[comp.os.misc] Complex Instructions

schow@bnr-public.uucp (Stanley Chow) (04/27/89)

Since this discussion of complex instructions is venturing outside of
architectural issues and getting into language/OS issues, I have cross
posted to what I think are appropiate groups. Hopefully, we can get some
other viewpoints on this issue. Please limit followups to appropiate group(s).


In article <25384@amdcad.AMD.COM> prem@crackle.amd.com (Prem Sobel) writes:
>Many years ago, there was a machine called the Interdata Model 70 which
>had instructions for atomically adding or removing items from circular
>double ended queues. The data structure was defined reasonable effeciently
>and the machine was microcoded.
>
>Yet no one, no compiler seriously used these instructions. The reason was,
>amazingly, that individual instructions were faster!!! I never looked at
>the microcode, so I cannot comment why that was.

⁂

> _WHAT TO WORK ON_:
1. In the newsgroup post, which machine had instructions for atomically adding or removing items from circular double ended queues?
2. Reproduce the passage of the newsgroup post that starts at the words "In article <25384@amdcad.AMD.COM>" and stops after the words "why that was.".
The lines that come next were taken from a separate source.

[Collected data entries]
⁂

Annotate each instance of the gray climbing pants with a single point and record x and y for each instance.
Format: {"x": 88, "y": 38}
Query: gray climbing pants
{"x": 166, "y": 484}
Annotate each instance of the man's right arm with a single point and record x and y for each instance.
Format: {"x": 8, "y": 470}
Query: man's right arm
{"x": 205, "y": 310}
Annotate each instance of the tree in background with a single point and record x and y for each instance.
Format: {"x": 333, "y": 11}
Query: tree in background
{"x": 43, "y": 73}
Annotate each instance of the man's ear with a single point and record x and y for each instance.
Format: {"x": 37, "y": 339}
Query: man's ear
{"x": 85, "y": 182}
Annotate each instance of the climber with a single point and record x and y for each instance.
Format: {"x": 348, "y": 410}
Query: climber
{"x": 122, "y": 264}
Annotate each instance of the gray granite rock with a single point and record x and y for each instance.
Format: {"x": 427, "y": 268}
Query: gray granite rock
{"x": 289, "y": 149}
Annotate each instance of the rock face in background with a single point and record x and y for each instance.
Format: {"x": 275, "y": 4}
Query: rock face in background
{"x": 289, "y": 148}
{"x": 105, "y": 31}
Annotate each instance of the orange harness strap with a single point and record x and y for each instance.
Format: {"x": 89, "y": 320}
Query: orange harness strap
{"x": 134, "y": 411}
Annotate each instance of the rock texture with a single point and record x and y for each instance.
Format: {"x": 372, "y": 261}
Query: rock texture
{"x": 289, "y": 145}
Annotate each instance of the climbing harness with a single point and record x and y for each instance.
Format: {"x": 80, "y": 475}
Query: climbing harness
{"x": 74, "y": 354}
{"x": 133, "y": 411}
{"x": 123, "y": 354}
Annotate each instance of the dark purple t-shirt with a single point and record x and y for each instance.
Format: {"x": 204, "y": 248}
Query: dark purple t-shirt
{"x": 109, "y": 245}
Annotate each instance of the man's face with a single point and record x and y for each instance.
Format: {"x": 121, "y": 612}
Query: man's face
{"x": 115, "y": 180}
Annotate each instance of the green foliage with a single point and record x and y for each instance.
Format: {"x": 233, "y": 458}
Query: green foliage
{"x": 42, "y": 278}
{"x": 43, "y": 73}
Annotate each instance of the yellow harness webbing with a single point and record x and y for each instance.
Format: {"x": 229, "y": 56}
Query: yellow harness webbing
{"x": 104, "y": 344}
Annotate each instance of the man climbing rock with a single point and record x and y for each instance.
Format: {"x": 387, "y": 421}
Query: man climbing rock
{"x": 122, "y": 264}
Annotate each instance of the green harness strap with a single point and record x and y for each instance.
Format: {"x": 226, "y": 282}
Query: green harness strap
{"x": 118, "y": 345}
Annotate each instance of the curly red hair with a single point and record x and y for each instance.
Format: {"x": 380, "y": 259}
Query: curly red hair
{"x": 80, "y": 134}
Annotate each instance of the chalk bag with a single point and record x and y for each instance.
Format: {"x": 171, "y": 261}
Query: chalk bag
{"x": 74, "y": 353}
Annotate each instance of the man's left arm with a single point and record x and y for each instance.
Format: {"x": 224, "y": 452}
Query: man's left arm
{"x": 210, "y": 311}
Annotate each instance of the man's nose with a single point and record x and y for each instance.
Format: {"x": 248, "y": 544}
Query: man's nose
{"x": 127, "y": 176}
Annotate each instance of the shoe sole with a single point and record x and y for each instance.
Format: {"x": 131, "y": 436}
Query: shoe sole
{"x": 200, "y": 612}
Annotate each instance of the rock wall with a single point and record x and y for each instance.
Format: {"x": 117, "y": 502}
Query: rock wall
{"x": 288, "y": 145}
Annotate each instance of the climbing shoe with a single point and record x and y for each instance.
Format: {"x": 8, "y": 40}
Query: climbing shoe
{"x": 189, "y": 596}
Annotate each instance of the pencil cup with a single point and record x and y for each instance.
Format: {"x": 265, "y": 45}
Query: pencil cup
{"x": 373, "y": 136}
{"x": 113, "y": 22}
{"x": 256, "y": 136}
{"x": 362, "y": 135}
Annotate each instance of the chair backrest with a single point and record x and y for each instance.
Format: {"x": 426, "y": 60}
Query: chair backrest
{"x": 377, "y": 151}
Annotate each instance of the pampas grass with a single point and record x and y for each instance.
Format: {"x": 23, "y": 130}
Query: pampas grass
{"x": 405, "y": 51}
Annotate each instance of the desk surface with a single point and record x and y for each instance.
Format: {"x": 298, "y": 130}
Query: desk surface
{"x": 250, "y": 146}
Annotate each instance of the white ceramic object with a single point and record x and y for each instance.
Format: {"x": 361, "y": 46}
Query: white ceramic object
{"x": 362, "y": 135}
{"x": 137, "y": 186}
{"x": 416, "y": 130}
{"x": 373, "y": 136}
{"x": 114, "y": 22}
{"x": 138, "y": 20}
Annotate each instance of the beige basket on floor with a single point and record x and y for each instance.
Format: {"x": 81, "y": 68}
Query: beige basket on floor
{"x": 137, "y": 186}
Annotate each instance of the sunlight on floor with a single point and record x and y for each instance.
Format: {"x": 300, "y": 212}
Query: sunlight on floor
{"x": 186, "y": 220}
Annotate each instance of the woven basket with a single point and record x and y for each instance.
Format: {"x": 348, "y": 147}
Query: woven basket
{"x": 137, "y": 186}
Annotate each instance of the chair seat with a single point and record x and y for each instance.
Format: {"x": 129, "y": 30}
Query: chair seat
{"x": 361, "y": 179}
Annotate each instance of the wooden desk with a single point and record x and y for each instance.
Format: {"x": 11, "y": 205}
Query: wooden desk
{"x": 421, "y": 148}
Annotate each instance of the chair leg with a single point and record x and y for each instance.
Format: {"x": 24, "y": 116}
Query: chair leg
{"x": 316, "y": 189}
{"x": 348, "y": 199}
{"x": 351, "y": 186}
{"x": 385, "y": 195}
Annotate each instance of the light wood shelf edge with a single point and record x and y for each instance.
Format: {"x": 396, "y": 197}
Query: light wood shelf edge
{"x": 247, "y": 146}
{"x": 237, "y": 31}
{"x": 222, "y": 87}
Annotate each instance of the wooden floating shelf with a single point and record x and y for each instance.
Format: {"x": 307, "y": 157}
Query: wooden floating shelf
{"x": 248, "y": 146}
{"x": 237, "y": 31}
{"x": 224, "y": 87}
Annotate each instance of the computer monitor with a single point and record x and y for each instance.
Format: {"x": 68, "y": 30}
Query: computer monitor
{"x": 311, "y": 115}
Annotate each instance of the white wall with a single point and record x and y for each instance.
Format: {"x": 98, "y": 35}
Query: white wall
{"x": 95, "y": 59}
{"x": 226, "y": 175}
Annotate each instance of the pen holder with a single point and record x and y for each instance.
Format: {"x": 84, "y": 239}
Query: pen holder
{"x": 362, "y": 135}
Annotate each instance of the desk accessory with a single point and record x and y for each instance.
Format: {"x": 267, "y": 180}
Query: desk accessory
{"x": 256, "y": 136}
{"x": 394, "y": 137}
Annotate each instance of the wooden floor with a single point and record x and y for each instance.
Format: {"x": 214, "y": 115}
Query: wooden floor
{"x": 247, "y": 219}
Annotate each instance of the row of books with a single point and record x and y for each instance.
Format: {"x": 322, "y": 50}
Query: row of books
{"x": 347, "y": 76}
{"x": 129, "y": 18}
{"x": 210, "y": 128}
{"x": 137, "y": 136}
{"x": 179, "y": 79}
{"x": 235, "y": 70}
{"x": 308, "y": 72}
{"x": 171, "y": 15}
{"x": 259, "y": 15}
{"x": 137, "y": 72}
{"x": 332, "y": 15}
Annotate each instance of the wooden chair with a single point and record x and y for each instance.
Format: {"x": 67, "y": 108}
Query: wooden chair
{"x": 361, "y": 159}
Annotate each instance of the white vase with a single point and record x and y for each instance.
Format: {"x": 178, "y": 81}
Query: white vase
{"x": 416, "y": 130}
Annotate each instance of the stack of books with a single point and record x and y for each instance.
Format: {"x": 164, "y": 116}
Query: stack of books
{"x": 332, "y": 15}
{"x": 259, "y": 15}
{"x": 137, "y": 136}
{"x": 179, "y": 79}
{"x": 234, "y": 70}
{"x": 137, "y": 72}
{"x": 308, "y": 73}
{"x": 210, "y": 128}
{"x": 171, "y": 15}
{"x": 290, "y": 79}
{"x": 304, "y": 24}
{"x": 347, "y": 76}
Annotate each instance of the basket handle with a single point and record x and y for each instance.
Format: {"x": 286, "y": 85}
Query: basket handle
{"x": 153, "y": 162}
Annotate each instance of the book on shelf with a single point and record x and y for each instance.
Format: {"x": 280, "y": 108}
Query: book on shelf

⁂

> _REPLIES_:
1. The Interdata Model 70.

2.
In article <25384@amdcad.AMD.COM> prem@crackle.amd.com (Prem Sobel) writes:
>Many years ago, there was a machine called the Interdata Model 70 which
>had instructions for atomically adding or removing items from circular
>double ended queues. The data structure was defined reasonable effeciently
>and the machine was microcoded.
>
>Yet no one, no compiler seriously used these instructions. The reason was,
>amazingly, that individual instructions were faster!!! I never looked at
>the microcode, so I cannot comment why that was.